List of tasks ▸
A. Summarize the wine-talk text in two sentences.
B. Answer these questions from the wine-talk text, one line each:
(i) Which vintage does the text call great?
(ii) Which two mathematical topics does it compare wine-talk to for the average person?
(iii) What word do some people use for white wines that end up too sweet?
C. Copy everything in the wine-talk text from "Wine wisdom: figure" down to "drink your wines.".

──────── Source ────────

Wine wisdom: figure out your palate

The problem with wine-talk is that unless you are in the company of oenophiles, no matter what you say, it sounds pretentious. You can blather on about the bouquet of a good Frescobaldi or the greatness of the 2009 vintage. For the average person you might as well be talking about Gaussian elimination or Markov chains. Terms like bouquet, finish, and terroir mean specific things to experts but are meaningless to the general population. In India, the problem is compounded by the fact that imported wines are stored and transported in shoddy conditions, turning conventional wisdom on its head. Red wines can end up too tannic and white wines too sweet or “baked” as some call it. In addition to figuring out what to drink, in India you have to figure out how to drink your wines.

──────── Collected material ────────

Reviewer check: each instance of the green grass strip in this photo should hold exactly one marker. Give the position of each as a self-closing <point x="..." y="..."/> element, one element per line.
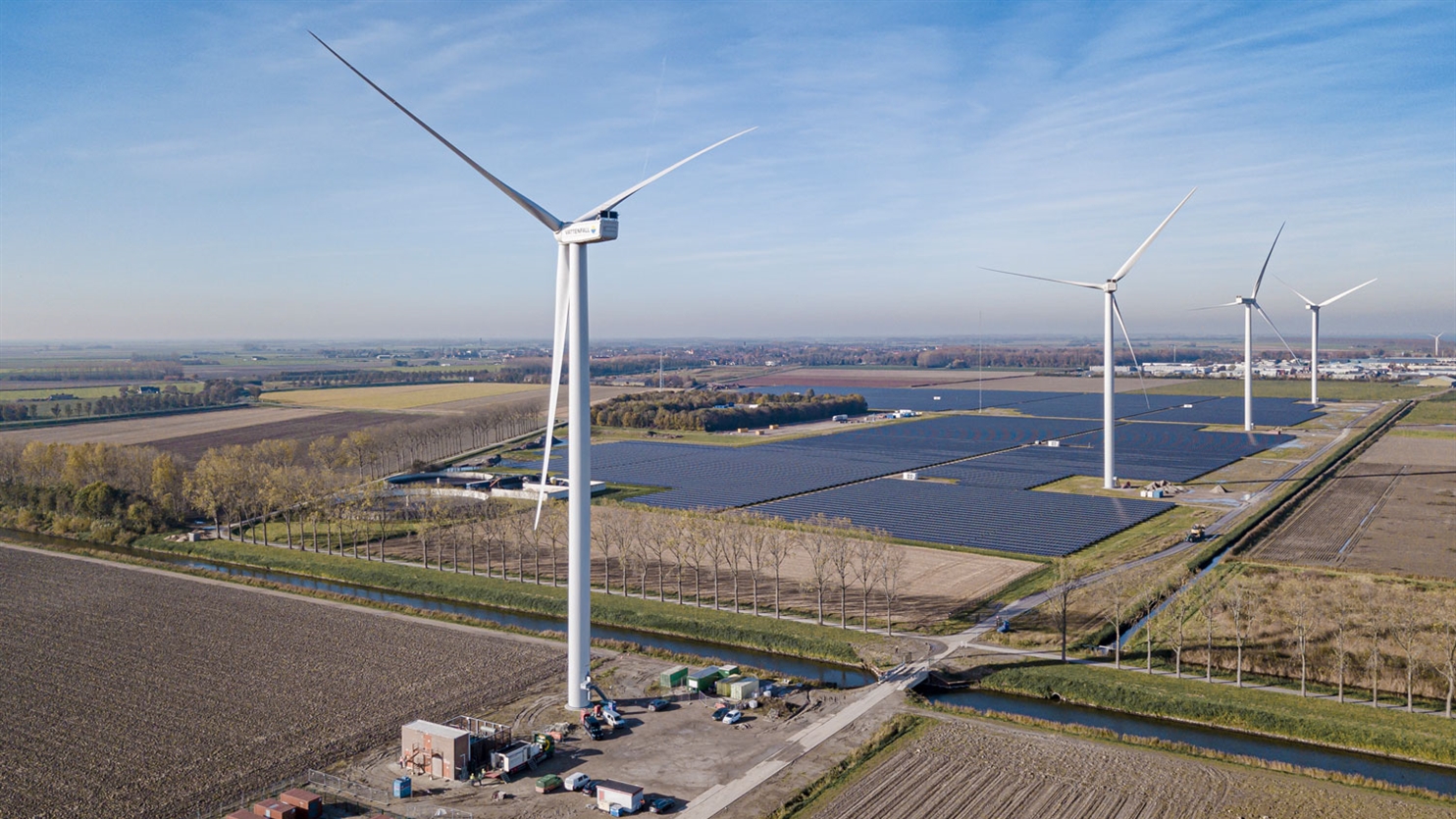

────────

Answers for the tasks ▸
A. Wine-talk sounds pretentious unless you are among oenophiles, because terms like bouquet, finish, and terroir mean specific things to experts but are meaningless to most people. In India, imported wines are stored and transported in shoddy conditions that can leave reds too tannic and whites too sweet or "baked," so drinkers must work out how to drink their wines as well as what to drink.

B.
(i) The 2009 vintage.
(ii) Gaussian elimination and Markov chains.
(iii) "Baked."

C.
Wine wisdom: figure out your palate

The problem with wine-talk is that unless you are in the company of oenophiles, no matter what you say, it sounds pretentious. You can blather on about the bouquet of a good Frescobaldi or the greatness of the 2009 vintage. For the average person you might as well be talking about Gaussian elimination or Markov chains. Terms like bouquet, finish, and terroir mean specific things to experts but are meaningless to the general population. In India, the problem is compounded by the fact that imported wines are stored and transported in shoddy conditions, turning conventional wisdom on its head. Red wines can end up too tannic and white wines too sweet or “baked” as some call it. In addition to figuring out what to drink, in India you have to figure out how to drink your wines.